■ PROBLEM STATEMENT ■
Find the lines of the data below that include "help". Report their number only.

(Saved entries)
• • • •
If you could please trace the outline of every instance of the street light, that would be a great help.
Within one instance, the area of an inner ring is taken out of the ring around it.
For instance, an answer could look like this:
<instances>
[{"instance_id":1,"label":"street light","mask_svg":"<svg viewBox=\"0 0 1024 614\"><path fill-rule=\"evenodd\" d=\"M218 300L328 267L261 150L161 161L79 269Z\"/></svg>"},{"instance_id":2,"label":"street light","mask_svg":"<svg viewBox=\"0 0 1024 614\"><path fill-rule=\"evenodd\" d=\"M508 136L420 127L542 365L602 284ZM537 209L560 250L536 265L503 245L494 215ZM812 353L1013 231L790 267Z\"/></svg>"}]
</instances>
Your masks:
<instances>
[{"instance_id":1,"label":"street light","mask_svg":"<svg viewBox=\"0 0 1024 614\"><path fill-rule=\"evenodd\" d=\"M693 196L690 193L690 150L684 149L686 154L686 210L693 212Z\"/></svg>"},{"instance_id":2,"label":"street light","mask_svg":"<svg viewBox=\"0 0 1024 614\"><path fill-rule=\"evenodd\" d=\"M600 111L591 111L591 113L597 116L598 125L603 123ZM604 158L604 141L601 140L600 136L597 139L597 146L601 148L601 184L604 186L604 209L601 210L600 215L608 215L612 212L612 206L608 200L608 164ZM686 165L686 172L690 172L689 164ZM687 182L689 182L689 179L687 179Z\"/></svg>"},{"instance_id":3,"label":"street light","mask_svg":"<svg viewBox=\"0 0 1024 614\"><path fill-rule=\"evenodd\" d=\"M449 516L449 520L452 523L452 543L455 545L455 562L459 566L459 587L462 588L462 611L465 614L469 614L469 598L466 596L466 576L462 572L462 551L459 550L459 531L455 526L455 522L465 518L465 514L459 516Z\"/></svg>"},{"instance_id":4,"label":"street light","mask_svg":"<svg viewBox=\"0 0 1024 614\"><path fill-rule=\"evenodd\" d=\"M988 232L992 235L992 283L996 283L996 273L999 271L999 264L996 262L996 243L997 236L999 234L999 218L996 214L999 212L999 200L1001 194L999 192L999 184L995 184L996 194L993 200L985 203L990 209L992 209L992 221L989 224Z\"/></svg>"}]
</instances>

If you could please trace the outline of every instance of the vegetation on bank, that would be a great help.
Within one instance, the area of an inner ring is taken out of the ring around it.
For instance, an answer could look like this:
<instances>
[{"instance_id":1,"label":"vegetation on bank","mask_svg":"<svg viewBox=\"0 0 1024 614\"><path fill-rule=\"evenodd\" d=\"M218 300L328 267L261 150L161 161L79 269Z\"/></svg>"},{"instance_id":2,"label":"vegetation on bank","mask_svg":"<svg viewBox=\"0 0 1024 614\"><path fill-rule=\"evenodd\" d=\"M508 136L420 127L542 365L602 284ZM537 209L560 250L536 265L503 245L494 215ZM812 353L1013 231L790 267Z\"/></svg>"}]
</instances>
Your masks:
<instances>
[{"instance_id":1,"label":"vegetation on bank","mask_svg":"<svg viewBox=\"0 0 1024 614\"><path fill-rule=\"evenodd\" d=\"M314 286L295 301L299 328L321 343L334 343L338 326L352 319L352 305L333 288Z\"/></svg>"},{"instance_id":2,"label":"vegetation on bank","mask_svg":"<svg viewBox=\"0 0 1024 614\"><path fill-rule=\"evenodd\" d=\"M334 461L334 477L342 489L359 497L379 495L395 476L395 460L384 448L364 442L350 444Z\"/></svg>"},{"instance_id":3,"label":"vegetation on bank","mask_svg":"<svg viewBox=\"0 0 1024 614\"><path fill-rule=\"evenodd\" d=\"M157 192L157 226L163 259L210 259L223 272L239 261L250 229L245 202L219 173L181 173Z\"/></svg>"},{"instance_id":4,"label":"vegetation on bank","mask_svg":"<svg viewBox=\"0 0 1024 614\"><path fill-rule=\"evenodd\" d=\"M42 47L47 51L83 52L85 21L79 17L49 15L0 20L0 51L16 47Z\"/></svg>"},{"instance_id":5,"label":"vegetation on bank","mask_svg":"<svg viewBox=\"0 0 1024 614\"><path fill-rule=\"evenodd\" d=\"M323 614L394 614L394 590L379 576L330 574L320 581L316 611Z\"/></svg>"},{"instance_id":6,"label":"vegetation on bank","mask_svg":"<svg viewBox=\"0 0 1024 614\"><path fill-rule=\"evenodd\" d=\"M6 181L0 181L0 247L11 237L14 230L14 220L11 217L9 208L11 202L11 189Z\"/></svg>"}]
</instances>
• • • •
■ RESULT OF THE TASK ■
2